We all know candy corn is mostly sugar. Investors may be worried about the robust economy running on a sugar high of tax cuts; after all, a sugar high usually ends with a crash. The latest GDP report of 3.5% growth in 3Q18 was better than expected, however, and was the fastest back-to-back quarterly growth in four years. We believe growth for full-year 2018 is firmly on track to reach 3%. Consumers were particularly sturdy during the quarter. Businesses struggled with the heightened risks in the trade tariff landscape; as a result, business investment (capex) faltered a little but was up a solid 6.4% year-over-year. Capex is important because it must increase in order to boost productivity and future growth.

Inflation moderated despite the strong GDP numbers. The PCE Index — an important inflation gauge for the Federal Reserve — moved back to 1.6%, below the Fed target of 2% and down from 2% last quarter. The economy is not at risk of overheating.

GDP details from Cornerstone Macro:

1. Capex was weak, but is likely to reaccelerate into 2019, i.e., 3Q18 was more noise than signal. Within capex, information processing investment was soft, as were structures, but industrial equipment and intellectual property investment were strong
2. Consumer spending was strong across the board. There might be a slight shift down in 4Q18, but the first half of 2019 could be supported by a significant shift up in tax refunds
3. Trade was a drag but inventories were an offsetting boost. Looking ahead, trade likely will continue to be a drag, but probably not as much as it was in 3Q18; inventories will stop being a boost
4. Housing was weak, but we believe it should pick up somewhat
5. Government spending will continue to support growth, reflecting the stimulus from April’s budget deal

Please follow GDP on page 71 of the Global perspectives Book.

Friday, October 26, 2018

The market is not done yet. Here are a few stats about corrections courtesy of The Motley Fool:

  • Corrections occur on average of every 357 days.
  • Between 1945 and 2013 the average correction was 13.3% and lasted 71.6 trading days (14 calendar weeks).
  • Predicting when corrections will occur regularly is impossible.
  • Corrections do not matter unless you are a short term trader.
  • Corrections are an opportunity to buy high quality stocks at a bargain.
  • Corrections are a reminder to reassess your holdings, rebalance your schedule and your overall plan for navigating volatile markets.

★ ★ ★ ★ ★

TASK REQUIREMENTS:
According to the GDP commentary, why does business investment (capex) matter? Please answer in one to three sentences. The items that follow have no connection to the GDP commentary.

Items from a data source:

★ ★ ★ ★ ★

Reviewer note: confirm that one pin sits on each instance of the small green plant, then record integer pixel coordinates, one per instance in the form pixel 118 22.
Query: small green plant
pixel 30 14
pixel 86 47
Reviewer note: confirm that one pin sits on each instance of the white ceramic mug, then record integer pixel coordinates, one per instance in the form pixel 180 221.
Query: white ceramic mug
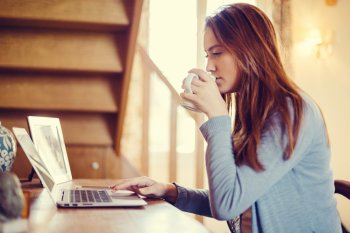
pixel 187 86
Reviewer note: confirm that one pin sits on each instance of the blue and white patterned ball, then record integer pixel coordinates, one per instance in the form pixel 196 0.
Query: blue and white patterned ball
pixel 8 149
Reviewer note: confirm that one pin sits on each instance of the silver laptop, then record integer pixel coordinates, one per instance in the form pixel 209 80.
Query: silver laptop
pixel 66 194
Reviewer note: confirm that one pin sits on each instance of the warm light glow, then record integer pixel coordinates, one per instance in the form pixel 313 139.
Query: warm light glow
pixel 322 43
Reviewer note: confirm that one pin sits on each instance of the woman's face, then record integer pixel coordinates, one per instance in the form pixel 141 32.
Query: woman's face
pixel 221 63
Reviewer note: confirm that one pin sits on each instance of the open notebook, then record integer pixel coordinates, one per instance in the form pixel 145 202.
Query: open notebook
pixel 72 197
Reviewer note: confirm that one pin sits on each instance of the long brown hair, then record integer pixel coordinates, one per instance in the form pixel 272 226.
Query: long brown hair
pixel 264 87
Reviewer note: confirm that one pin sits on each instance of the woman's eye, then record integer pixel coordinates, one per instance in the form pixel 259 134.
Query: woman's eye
pixel 216 53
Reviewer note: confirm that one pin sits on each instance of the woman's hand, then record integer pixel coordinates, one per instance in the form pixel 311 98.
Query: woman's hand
pixel 147 187
pixel 206 95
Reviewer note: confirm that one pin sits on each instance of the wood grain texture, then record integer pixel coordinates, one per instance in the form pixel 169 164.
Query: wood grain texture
pixel 91 93
pixel 102 14
pixel 60 50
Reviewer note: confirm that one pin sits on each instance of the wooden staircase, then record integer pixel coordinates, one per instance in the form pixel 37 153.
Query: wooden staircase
pixel 72 60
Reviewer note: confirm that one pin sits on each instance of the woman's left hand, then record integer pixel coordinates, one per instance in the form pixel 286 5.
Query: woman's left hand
pixel 206 95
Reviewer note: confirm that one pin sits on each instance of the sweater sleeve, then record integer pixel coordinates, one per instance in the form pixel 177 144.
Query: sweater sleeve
pixel 193 200
pixel 233 189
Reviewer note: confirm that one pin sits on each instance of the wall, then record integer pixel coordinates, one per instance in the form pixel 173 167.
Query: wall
pixel 326 78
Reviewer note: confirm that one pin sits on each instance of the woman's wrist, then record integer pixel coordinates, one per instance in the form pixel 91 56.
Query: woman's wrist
pixel 171 193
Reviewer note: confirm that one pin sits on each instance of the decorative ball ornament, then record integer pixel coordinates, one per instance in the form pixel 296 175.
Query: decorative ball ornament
pixel 8 149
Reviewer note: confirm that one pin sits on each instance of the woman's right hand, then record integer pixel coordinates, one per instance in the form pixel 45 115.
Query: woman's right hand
pixel 147 187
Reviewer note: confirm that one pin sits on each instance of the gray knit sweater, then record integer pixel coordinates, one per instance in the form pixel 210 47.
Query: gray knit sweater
pixel 296 195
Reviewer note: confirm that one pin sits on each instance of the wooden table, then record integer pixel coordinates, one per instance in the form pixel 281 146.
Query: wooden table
pixel 156 217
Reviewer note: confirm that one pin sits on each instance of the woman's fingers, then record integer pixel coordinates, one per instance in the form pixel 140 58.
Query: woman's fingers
pixel 203 75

★ ★ ★ ★ ★

COMPLETE OUTPUT:
Capex matters because it must increase to boost productivity and future growth.